■ **Problèmes à résoudre**
[1] Traduisez en anglais la phrase suivante du texte sur la Chronique des branches : « Comme souvent, ce recueil je l’ai acheté un peu par hasard, cela fait déjà plusieurs mois, en totale ignorance de la renommée de l’auteur. »
[2] Recopiez fidèlement le passage du texte sur la Chronique des branches qui commence par les mots contenant « Il m’a fallu » et se termine par « miroirs diaboliquement déroutants. ».

Adonis : Chronique des branches / فروع المزمنة أدونيس

Publié le par antonio

Chronique des branches couverture

 

          Comme souvent,  ce recueil je l’ai acheté un peu par hasard, cela fait déjà plusieurs mois, en totale ignorance de la renommée de l’auteur.

             Il m’a fallu plusieurs tentatives de lecture avant de parvenir à m’approprier , partiellement, du sens de ces textes difficiles, probablement parce que dérangeants car, en même temps que les mots nous renvoient à notre intériorité, ils nous obligent à la confrontation avec l’autre jusqu’au point où le moi et l’autre se confondent, dans un jeu de miroirs diaboliquement déroutants.

■ **Données fournies**

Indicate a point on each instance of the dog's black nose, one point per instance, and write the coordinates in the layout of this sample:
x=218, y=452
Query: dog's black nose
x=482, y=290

■ **Corrigé des exercices**
[1] As is often the case, I bought this collection somewhat by chance, several months ago now, completely unaware of the author's renown.

[2]
Il m’a fallu plusieurs tentatives de lecture avant de parvenir à m’approprier , partiellement, du sens de ces textes difficiles, probablement parce que dérangeants car, en même temps que les mots nous renvoient à notre intériorité, ils nous obligent à la confrontation avec l’autre jusqu’au point où le moi et l’autre se confondent, dans un jeu de miroirs diaboliquement déroutants.